Texte à lire.

▬▬▬▬▬▬▬▬▬▬

En 1995, John Brockman publiait chez Simon and Shuster, un ouvrage intitulé The Third Culture: Beyond the Scientific Revolution. Dans cet ouvrage, il donne la liste des savants anglosaxons que l'on peut considérer comme des représentants de la troisième culture: parmi les physiciens, Paul Davies, J. Doyne Farmer, Murray Gell-Mann, Alan Guth, Roger Penrose, Martin Rees, and Lee Smolin; parmi les théoriciens de l'évolution, Richard Dawkins, Niles Eldredge, Stephen Jay Gould, Steve Jones, and George C. Williams; parmi les philosophes, Daniel C. Dennett; parmi les biologistes, Brian Goodwin, Stuart Kauffman, Lynn Margulis, and Francisco J. Varela; parmi les computer scientists, W. Daniel Hillis, Christopher G. Langton, Marvin Minsky, and Roger Schank; parmi les psychologues Nicholas Humphrey and Steven Pinker.
Je ne connais pas suffisamment les divers élus de Brockman pour juger de la valeur de ces derniers. Si je suis rassuré par ce que je sais de Varela, Murray Gell-Mann, je crains toutefois que l'aptitude à communiquer directement avec le grand public, privilège réservé autrefois aux intellectuals, ne soit pour Brockman un critère plus important que la qualité de la culture générale. Et je note avec intérêt que les professions de foi millénariste comme celle qui suit ne sont pas une cause d'exclusion:
«Selon Danny Hillis, concepteur de la Connection Machine et président de Thinking machine inc., les Mind Machines constituent une nouvelle espèce: la machina sapiens qui devrait rivaliser quelque temps avec l'homo sapiens pour ensuite le dépasser. Hillis pressent le mépris qu'il inspirera à ses descendants robotiques. Je veux, dit-il, faire une machine qui sera fière de moi. [...] Si je pouvais me fabriquer un nouveau corps qui durerait 10 000 ans, je le ferais immédiatement!» (Cité par Janice G.Raymond dans Women as Wombs, San Francisco, Harper, 1993.)

▬▬▬▬▬▬▬▬▬▬

Liste des données.

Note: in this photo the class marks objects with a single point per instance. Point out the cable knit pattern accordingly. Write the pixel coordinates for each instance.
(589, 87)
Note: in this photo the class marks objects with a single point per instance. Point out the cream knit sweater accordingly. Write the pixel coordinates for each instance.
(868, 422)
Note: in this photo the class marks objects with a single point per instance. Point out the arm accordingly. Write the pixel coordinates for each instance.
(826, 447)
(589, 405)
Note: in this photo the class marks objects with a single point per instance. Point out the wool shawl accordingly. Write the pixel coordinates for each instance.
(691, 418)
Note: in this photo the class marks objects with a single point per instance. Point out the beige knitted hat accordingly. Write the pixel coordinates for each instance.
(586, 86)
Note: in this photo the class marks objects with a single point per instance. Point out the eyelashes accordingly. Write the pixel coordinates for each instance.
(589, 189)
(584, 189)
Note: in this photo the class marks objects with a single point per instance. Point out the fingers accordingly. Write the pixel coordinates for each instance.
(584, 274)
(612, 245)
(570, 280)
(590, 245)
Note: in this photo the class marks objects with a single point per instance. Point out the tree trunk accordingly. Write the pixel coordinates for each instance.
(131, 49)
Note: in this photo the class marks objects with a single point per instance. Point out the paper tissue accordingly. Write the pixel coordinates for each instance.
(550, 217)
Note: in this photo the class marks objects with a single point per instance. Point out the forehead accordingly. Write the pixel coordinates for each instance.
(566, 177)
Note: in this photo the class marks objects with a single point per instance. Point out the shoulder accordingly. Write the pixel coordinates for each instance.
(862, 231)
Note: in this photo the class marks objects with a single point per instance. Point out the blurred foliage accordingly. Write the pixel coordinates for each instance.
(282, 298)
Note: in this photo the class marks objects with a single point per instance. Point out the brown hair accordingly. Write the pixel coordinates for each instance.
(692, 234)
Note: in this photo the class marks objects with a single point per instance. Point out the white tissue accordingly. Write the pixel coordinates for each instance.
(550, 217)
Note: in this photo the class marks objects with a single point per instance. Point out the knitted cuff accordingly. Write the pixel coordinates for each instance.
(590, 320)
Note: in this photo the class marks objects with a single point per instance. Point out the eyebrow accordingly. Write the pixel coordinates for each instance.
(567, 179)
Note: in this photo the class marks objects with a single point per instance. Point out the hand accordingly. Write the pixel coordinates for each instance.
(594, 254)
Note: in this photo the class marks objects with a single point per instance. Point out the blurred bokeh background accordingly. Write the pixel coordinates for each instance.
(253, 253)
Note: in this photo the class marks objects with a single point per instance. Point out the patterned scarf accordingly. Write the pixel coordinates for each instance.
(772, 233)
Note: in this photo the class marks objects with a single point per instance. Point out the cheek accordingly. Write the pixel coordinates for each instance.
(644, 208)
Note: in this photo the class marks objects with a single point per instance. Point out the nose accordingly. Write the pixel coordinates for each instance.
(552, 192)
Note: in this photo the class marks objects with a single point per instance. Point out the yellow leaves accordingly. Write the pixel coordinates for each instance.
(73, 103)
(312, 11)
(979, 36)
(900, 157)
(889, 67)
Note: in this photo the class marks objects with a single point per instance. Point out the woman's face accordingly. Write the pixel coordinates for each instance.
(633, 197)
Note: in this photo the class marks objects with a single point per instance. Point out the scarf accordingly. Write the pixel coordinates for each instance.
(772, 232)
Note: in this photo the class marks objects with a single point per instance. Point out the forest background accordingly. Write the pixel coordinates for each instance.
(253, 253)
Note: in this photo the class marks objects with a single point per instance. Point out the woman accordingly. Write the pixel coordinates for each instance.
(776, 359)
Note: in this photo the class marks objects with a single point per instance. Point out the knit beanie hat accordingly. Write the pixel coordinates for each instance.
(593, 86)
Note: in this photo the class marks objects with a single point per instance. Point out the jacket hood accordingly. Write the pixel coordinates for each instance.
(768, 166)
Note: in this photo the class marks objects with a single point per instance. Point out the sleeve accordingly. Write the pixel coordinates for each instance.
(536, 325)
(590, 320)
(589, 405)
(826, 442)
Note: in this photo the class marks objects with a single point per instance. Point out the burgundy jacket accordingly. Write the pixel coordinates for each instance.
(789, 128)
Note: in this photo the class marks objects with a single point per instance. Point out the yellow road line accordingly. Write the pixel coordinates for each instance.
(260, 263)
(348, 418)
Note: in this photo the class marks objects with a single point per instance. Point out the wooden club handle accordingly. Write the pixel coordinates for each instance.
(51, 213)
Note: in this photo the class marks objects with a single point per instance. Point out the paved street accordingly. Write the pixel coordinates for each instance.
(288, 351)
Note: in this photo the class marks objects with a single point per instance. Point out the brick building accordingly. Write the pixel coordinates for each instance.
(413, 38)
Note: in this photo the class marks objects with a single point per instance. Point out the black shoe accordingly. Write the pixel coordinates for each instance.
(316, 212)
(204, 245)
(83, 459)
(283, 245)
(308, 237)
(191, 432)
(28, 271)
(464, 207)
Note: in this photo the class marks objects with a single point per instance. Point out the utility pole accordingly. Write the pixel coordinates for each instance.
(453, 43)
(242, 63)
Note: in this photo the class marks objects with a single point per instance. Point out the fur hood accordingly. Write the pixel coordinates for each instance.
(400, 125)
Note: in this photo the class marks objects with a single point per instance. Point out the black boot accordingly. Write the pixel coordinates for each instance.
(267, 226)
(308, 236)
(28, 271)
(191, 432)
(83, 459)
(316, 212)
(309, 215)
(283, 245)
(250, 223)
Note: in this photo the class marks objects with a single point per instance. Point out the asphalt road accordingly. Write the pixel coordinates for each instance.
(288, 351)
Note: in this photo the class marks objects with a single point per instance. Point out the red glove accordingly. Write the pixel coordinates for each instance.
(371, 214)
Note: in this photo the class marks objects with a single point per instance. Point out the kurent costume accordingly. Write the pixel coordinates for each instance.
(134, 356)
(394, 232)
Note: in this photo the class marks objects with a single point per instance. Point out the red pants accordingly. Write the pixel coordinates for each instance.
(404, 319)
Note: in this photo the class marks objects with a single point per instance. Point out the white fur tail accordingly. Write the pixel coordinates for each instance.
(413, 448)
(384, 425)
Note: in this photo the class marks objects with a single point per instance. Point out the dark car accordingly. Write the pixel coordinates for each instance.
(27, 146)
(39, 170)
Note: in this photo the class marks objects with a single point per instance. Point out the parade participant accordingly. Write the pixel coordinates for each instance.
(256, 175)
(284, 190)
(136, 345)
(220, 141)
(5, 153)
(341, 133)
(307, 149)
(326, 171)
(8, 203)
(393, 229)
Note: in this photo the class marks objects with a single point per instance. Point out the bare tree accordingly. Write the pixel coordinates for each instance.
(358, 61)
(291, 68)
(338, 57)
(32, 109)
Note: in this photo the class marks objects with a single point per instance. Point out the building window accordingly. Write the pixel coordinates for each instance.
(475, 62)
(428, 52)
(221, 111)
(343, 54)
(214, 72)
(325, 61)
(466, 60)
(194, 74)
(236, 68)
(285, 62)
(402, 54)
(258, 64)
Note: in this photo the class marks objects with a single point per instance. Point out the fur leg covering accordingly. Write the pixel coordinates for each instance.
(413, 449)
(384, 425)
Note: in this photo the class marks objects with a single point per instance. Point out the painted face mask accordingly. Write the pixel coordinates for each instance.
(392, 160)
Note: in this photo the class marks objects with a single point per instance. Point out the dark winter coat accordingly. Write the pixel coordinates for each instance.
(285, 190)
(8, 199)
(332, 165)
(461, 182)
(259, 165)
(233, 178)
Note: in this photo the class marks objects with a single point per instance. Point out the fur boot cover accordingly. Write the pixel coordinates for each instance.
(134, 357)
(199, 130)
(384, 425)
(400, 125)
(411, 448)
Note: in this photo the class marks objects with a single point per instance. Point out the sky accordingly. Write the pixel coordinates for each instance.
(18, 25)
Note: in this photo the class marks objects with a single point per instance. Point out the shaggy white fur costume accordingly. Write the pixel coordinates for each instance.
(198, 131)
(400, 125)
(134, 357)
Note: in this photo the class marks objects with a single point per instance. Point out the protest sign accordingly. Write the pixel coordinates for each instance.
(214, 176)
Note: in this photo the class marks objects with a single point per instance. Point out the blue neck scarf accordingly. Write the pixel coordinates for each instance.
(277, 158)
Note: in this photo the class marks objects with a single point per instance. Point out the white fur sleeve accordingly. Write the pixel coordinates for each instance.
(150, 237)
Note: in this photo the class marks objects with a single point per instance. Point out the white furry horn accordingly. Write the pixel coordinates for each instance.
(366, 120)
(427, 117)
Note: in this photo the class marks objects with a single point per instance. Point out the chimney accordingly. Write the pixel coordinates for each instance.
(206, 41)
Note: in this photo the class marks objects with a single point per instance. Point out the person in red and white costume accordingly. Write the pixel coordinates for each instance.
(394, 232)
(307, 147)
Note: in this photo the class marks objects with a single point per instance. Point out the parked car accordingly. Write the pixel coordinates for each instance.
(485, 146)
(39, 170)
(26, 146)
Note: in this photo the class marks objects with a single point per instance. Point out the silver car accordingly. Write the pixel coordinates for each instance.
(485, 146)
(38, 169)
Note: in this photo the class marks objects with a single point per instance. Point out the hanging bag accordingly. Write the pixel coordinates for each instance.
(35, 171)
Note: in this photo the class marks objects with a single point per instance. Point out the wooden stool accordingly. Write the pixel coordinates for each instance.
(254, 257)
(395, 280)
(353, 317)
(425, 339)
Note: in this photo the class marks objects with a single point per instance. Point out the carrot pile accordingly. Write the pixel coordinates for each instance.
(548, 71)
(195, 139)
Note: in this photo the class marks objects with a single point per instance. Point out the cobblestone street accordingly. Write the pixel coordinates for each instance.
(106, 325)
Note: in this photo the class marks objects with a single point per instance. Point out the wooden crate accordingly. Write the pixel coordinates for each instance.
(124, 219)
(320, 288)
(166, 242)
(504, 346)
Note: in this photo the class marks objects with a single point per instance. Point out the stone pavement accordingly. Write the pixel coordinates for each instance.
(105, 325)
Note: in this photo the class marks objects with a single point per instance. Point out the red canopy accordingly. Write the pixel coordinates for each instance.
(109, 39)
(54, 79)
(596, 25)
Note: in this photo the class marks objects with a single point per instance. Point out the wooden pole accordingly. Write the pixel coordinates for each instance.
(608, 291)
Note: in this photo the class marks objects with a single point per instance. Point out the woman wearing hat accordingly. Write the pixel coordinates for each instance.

▬▬▬▬▬▬▬▬▬▬

Série d'exercices.
(1) D'après le texte à lire, en quelle année John Brockman a-t-il publié The Third Culture: Beyond the Scientific Revolution ?
(2) Dans le texte à lire, reformulez sous forme de liste le paragraphe commençant par « Je ne connais pas suffisamment », en conservant ses faits principaux.
(3) Prolongez le texte sur la troisième culture selon John Brockman en reprenant après la citation qui le termine.
Les items n'ont aucune utilité pour ce travail.

Corrigé de l'exercice.
(1) En 1995.

(2)
- L'auteur ne connaît pas assez les savants retenus par Brockman pour juger de leur valeur.
- Ce qu'il sait de Varela et de Murray Gell-Mann le rassure.
- Il craint cependant que l'aptitude à communiquer directement avec le grand public, privilège autrefois réservé aux intellectuals, compte davantage pour Brockman que la qualité de la culture générale.
- Il relève avec intérêt que des professions de foi millénaristes, comme celle citée ensuite, n'entraînent pas d'exclusion.

(3)
Brockman s'est lui-même entouré d'un groupe de pairs, les digerati, qui n'hésitent pas, suivant son exemple, à s'auto-proclamer représentants de la troisième culture. Qui sont ces digerati? Il y a des textes qu'il faut s'interdire de traduire de l'américain. En voici un:
«Who are the "digerati" and why are they "the cyber elite"? They are the doers, thinkers, and writers who have tremendous influence on the emerging communication revolution. They are not on the frontier, they are the frontier.
The digerati evangelize, connect people, adapt quickly. They like to talk with their peers because it forces them to go to the top of their form and explain their most interesting new ideas. They give each other permission to be great. That's who they want to talk to about the things they are excited about because they want to see if it plays. They ask each other the questions they are asking themselves, and that's part of what makes this cyber elite work.»
Voici, réunis autour the Jupiter The Connector, les membres de cette Olympe virtuelle.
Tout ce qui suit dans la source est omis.